:: Quoted passage ::
▽
My mother’s parents were fourth cousins.  I don’t think they knew, because my grandmother’s father was born out of wedlock.  My grandfather’s parents were third cousins; they definitely knew.  There’s no known incest in this tree, but the cousin marriages go on and on, back to the earliest settlers in Port-Royal, Acadia (now Annapolis Royal, Nova Scotia) in the early 1600s, because there simply weren’t a lot of options for marriage partners.

The closest cousin marriages I’ve identified in this tree are between first cousins.  Consider Isaure Marie Guidry (1863–1933), my mother’s great grandmother.  In the diagram above, she is the left-most female (pink) ancestor just below the horizontal line for 1850.  Her parents, Alexis Onésime Guidry and Palmire Dupré, were first cousins through their shared grandparents Louis–David Guidry and Marie Modeste Borda.

To complicate matters even more, Onésime had been widowed before marrying Palmire.  His previous wife, Celestine, was Palmire’s older sister, and Celestine had a daughter named Marie.  So Marie and Isaure were half sisters through their father Onésime, and first cousins through their mothers Celestine and Palmire.  (This combination is often termed three-quarter siblings.)  But they were also second cousins through Onésime and their mothers.  Each unique relationship path is shown in red below.


Technically, Marie and Isaure were second cousins twice over, once through Onésime and Celestine and once through Onésime and Palmire, but you get the picture.  It’s enough to make your head spin!


How Does Endogamy Affect Genetic Matching?

Isaure and Marie died more than 75 years before the advent of genetic genealogy using autosomal DNA, but what would their match to one another look like if we could analyze their genomes today?  As half sisters, we’d expect them to share about 1750 cM, as first cousins another 850 cM or so, and as double second cousins roughly 200 cM twice over.  In many parts of their genomes, they’d match on both copies of their two chromosomes, much like full siblings do.  In fact, they might well be indistinguishable from full sisters using the methods we currently use for genealogy.

While Isaure and Marie are an extreme case, DNA matching is affected to some degree in all endogamous populations.  People who are no closer than fourth cousins might share enough DNA to be predicted as third cousins, because they’re picking up “extra” shared DNA through their other relationships.

For example, my mother shares 184 cM with D.M.  If you were to plug that number into the DNA Painter SCP tool, you’d see a combined probability of 89.1% that they were either in the second cousin group (38.8% chance) or the second cousin once removed group (50.3%).
△
:: What you need to do ::
(1) Answer these questions from the passage on cousin marriage:
(a) What cousin relationship did the writer's mother's parents have?
(b) Through which shared grandparents were Alexis Onésime Guidry and Palmire Dupré first cousins?
(c) How many cM does the writer's mother share with D.M.?
(2) Reproduce the passage on cousin marriage word for word, starting at "How Does Endogamy" and ending at "use for genealogy.".

:: Extracted material ::
▽
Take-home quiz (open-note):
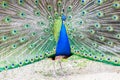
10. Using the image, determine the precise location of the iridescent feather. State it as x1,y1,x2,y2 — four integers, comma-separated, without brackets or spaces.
0,0,120,71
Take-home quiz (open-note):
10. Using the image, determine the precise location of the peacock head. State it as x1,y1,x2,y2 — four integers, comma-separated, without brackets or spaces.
61,14,66,21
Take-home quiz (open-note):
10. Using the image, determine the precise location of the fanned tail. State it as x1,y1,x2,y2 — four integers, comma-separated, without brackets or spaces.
62,0,120,66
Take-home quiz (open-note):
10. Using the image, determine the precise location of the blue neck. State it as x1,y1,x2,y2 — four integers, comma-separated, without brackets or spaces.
55,20,71,57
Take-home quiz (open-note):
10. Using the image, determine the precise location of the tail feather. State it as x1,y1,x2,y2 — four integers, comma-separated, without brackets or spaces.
0,0,120,71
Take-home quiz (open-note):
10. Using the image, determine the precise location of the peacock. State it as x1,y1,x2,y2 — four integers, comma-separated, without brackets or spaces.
0,0,120,72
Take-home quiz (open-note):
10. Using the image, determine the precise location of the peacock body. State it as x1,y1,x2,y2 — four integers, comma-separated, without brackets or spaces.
0,0,120,71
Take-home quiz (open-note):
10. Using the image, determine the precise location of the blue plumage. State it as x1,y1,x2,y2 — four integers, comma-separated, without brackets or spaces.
55,15,71,56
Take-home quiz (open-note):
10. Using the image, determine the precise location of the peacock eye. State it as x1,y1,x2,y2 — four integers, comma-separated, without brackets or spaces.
106,26,114,31
97,11,104,17
96,0,104,5
34,0,39,5
99,36,105,41
24,24,30,29
57,1,62,7
112,15,119,21
67,5,72,12
18,0,24,5
34,10,40,17
113,1,120,9
48,5,52,11
4,16,11,23
95,23,101,28
81,10,87,16
1,1,8,8
18,12,26,18
80,0,87,5
116,34,120,39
△
:: Answers by item number ::
(1)
(a) Fourth cousins.
(b) Louis–David Guidry and Marie Modeste Borda.
(c) 184 cM.

(2)
How Does Endogamy Affect Genetic Matching?

Isaure and Marie died more than 75 years before the advent of genetic genealogy using autosomal DNA, but what would their match to one another look like if we could analyze their genomes today?  As half sisters, we’d expect them to share about 1750 cM, as first cousins another 850 cM or so, and as double second cousins roughly 200 cM twice over.  In many parts of their genomes, they’d match on both copies of their two chromosomes, much like full siblings do.  In fact, they might well be indistinguishable from full sisters using the methods we currently use for genealogy.